## Objectif 1
Dans l'extrait sur la photographie algérienne, quels sont les trois moments clés de l'histoire algérienne mentionnés ?
## Objectif 2
Rédigez, s'il vous plaît, la suite de l'extrait sur la photographie algérienne après sa dernière phrase.

## Extrait
Photographie algérienne : De la genèse à la représentation (Continents Manuscrits, n°14)

Publié le par Marc Escola (Source : Rym Khene)

Photographie algérienne : De la genèse à la représentation

Appel à contributions, 

Continents Manuscrits, n°14, mars 2020

 

En Algérie, et sur l’Algérie, la photographie est une discipline peu analysée. Alors que l’image photographique y est présente depuis son invention, les modalités de constitution et de valorisation d’archives visuelles au sein de fonds publics ou privés, par des institutions, des particuliers ou des artistes, ne sont pas suffisamment connues. Cette problématique est présente dans trois moments clés de l’histoire algérienne, celui de la colonisation, de la guerre d’indépendance et pendant les années 1990.

## Un bloc de données
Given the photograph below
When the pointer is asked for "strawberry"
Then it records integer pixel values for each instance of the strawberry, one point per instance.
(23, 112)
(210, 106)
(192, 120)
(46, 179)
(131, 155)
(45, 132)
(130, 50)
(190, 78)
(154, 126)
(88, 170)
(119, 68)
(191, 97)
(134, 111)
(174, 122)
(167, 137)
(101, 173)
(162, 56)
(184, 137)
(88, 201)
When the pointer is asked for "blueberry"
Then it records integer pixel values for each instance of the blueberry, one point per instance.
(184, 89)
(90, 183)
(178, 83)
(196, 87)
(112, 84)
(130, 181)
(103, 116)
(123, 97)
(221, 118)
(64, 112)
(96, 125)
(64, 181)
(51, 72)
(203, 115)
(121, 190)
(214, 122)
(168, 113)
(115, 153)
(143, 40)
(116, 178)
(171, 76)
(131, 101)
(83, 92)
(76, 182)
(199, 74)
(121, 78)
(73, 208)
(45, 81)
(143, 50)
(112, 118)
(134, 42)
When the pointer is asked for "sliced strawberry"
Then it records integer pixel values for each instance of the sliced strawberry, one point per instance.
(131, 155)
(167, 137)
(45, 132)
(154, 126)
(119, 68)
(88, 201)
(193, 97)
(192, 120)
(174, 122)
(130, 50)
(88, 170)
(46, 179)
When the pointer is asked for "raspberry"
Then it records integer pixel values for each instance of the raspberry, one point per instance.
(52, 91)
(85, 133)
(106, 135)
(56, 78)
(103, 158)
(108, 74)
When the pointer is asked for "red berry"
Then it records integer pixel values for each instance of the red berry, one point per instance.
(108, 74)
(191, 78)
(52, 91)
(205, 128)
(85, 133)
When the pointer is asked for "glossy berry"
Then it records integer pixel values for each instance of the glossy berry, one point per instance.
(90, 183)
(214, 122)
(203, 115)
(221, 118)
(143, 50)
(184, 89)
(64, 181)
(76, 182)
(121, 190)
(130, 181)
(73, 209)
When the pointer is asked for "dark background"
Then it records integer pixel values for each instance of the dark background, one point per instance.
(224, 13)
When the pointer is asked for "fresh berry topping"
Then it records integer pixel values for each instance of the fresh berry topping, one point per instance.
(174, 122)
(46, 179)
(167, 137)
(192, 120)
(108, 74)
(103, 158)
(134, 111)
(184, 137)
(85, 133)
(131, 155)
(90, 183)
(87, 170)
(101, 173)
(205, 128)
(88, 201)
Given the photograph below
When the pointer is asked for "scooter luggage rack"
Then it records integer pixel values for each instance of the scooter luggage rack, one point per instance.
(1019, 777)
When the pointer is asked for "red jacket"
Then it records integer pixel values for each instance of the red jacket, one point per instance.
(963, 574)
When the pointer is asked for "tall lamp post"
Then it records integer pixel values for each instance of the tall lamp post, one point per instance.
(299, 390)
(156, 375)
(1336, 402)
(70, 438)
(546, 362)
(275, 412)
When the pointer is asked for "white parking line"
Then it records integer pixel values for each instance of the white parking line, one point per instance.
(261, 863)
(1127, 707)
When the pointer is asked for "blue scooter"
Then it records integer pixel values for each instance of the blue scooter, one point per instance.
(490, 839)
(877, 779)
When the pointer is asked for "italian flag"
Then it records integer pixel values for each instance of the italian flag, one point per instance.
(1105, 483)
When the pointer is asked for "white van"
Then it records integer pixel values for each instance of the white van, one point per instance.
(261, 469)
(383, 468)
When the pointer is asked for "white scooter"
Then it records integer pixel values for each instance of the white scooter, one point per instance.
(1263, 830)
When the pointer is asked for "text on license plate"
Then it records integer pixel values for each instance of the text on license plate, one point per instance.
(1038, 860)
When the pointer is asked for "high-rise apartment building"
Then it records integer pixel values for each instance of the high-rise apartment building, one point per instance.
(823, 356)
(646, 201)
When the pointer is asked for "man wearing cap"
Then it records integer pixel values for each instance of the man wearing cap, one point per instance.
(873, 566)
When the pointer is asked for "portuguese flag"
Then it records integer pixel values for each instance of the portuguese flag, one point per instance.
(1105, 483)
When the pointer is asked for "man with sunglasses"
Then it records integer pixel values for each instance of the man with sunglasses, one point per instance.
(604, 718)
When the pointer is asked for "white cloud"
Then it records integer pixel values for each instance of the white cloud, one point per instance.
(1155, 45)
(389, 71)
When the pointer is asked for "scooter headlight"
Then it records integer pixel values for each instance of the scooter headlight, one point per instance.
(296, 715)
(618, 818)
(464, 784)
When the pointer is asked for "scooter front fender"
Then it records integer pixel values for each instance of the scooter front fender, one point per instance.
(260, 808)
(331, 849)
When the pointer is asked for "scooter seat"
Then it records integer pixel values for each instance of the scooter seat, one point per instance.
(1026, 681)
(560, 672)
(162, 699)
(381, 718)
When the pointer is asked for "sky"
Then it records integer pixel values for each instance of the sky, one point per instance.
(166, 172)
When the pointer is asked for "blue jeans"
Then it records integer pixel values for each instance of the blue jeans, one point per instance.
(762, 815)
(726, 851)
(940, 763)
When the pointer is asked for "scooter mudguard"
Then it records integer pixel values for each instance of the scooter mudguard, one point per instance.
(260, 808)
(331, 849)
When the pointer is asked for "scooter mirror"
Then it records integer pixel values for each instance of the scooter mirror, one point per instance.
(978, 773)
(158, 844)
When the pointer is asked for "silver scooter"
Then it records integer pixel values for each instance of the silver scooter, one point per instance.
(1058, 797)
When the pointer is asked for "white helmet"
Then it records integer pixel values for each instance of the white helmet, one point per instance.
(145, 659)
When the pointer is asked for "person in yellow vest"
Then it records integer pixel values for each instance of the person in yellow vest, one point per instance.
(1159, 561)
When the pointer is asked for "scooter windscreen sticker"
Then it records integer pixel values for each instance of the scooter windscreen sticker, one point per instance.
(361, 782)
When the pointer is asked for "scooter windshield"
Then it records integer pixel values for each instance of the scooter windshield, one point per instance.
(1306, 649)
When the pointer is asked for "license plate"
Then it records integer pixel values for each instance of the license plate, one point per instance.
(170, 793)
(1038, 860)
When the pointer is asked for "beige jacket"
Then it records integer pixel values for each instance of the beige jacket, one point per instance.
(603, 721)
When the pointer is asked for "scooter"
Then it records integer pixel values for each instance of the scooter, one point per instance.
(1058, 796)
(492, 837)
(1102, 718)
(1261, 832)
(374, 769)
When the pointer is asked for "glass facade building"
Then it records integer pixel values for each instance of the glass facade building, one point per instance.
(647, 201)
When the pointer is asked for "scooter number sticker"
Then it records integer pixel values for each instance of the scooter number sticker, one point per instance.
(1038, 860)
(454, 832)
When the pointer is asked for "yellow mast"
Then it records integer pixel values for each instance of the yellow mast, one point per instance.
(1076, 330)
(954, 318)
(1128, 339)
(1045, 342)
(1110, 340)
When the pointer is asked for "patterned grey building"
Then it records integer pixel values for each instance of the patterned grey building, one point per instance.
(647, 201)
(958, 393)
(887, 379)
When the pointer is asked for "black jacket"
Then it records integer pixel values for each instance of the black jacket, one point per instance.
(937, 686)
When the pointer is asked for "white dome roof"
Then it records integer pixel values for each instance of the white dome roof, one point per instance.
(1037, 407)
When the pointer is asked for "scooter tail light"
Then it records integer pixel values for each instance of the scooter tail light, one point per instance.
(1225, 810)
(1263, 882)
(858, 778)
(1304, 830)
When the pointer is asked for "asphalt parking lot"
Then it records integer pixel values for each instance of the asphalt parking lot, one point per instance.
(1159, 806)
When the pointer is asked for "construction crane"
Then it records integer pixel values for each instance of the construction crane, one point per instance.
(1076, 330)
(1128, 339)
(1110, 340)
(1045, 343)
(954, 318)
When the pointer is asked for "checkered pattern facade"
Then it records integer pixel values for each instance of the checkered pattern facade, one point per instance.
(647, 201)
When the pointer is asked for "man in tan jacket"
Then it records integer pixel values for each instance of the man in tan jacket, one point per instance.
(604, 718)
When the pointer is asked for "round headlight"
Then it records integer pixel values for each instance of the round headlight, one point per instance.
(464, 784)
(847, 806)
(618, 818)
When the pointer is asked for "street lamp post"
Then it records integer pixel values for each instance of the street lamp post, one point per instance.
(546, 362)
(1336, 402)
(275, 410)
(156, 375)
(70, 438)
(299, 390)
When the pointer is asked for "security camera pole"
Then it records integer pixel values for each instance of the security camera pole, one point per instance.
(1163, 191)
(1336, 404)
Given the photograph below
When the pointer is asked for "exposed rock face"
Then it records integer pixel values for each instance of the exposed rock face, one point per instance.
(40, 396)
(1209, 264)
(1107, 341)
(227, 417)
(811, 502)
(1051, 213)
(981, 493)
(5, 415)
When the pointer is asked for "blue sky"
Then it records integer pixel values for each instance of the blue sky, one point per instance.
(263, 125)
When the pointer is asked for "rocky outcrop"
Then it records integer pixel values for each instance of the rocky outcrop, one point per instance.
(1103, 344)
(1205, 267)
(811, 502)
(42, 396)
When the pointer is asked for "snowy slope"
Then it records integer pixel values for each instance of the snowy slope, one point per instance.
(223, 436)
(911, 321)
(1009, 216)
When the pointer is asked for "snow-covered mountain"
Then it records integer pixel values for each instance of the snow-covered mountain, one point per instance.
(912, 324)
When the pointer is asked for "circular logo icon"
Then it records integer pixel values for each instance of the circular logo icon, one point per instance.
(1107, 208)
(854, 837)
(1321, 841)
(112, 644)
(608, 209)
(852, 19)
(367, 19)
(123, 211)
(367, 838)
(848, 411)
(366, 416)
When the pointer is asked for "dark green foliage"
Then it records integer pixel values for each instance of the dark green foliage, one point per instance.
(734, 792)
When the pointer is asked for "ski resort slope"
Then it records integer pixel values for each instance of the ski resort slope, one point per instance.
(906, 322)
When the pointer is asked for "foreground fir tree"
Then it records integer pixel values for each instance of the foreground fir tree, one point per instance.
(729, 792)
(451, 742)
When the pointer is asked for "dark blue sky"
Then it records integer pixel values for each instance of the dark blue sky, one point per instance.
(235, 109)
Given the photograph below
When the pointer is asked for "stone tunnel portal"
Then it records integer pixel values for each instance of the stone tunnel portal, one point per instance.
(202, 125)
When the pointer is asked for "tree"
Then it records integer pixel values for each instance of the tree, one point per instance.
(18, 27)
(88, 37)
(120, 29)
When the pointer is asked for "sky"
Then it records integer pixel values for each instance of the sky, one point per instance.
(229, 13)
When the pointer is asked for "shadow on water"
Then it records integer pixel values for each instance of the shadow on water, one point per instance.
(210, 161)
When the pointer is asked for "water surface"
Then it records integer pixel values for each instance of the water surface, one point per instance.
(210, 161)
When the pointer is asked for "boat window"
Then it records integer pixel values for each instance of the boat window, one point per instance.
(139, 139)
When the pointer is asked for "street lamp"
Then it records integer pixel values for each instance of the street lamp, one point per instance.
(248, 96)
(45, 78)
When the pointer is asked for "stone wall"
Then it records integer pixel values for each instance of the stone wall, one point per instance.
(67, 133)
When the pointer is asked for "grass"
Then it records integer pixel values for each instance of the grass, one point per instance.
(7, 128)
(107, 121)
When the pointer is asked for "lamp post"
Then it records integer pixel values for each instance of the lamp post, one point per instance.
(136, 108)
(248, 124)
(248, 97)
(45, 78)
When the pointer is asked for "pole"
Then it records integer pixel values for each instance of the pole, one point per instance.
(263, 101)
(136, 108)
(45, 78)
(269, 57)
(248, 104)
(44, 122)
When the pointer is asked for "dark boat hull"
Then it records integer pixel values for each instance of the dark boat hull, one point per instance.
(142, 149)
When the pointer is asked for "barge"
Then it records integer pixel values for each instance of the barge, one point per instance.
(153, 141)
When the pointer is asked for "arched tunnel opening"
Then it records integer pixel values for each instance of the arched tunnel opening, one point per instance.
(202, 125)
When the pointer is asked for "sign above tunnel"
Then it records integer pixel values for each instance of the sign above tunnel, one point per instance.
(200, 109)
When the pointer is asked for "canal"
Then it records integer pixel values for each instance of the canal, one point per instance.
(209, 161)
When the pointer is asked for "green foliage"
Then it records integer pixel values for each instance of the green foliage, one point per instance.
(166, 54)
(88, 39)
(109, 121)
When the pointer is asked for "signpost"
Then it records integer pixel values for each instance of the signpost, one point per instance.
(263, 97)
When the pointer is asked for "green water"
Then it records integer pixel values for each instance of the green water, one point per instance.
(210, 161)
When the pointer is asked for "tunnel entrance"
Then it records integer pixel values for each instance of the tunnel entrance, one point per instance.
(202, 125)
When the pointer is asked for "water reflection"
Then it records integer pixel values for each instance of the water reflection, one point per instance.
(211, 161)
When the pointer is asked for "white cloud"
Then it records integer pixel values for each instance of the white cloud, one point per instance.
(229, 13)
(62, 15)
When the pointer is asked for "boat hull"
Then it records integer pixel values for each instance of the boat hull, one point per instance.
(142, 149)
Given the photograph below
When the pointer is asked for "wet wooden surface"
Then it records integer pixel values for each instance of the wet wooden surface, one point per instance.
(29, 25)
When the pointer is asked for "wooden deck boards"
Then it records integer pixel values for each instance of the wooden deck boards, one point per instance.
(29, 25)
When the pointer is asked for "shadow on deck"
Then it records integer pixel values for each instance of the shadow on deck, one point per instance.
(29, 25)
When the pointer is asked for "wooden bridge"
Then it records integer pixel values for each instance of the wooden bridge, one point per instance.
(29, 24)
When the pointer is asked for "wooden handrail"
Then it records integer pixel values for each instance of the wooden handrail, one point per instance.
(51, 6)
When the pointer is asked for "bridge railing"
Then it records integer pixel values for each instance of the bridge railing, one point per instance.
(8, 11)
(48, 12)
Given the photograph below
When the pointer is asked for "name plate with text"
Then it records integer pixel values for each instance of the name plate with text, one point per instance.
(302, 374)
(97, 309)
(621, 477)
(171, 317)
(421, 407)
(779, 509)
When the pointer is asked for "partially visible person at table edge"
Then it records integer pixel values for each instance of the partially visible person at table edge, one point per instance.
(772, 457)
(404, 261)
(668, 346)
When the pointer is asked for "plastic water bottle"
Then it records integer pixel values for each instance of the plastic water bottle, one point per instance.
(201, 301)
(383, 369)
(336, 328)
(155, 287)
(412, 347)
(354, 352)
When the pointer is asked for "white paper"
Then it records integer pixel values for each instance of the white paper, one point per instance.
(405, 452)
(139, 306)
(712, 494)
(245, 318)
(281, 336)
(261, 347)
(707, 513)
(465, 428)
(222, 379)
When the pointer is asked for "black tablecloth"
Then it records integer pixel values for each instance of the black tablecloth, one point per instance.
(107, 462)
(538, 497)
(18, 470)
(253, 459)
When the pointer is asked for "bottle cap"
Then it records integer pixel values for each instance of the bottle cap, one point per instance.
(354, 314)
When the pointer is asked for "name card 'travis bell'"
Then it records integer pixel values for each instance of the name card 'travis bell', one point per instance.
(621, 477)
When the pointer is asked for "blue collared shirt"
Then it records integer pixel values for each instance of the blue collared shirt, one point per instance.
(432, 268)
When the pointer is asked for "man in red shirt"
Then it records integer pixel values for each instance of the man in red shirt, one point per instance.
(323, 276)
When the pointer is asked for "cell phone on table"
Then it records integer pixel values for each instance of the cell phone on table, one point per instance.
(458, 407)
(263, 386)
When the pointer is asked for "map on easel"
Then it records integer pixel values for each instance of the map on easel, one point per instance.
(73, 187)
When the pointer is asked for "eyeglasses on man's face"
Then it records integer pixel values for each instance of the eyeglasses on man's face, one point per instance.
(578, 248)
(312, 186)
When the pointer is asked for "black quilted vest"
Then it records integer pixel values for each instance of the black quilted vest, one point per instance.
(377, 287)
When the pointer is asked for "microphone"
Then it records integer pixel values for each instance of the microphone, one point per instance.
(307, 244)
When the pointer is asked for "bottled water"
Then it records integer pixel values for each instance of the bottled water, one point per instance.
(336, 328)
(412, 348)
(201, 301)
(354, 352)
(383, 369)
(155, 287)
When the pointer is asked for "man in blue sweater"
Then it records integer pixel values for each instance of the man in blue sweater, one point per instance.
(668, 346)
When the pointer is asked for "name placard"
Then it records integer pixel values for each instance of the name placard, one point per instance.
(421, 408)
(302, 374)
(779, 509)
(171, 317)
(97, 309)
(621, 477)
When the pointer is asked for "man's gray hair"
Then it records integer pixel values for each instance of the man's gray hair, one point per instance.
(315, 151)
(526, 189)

## Résultat 1
La colonisation, la guerre d'indépendance et les années 1990.

## Résultat 2
Dès les débuts de la photographie, qui coïncident avec les premières décennies de la conquête coloniale, nous pouvons, à travers les photographies qui sont fabriquées, exploitées et diffusées, analyser la façon dont les espaces, l’architecture, les personnes, les symboles, sont identifiés, nommés, appréciés, hiérarchisés[1]. Cette prise en charge du médium par l’autorité coloniale a construit des codes de représentation pour le territoire, les Algériens, les figures historiques, et a produit une abondance iconographique dont le but est le plus souvent de légitimer la présence coloniale française en Algérie. Nous savons à présent que cette vision dominante commence à se fragiliser dès les débuts de la guerre pour l’indépendance, notamment du fait de l’action du FLN[2] qui mène, comme composante de la guerre de libération nationale, une guerre médiatique et symbolique à l’intérieur du territoire aussi bien qu’à l’étranger.

Aujourd’hui, vingt ans après la fin d’une décennie de « guerre civile » dont les images ont, dans l’ensemble, été prises en charge par très peu de chercheurs, et dont le leitmotiv est de qualifier cette période comme étant « sans images », artistes et chercheurs, notamment à travers l’utilisation de photos d’archives, proposent différentes représentations du territoire, de la population, de la mémoire, et de l’Histoire.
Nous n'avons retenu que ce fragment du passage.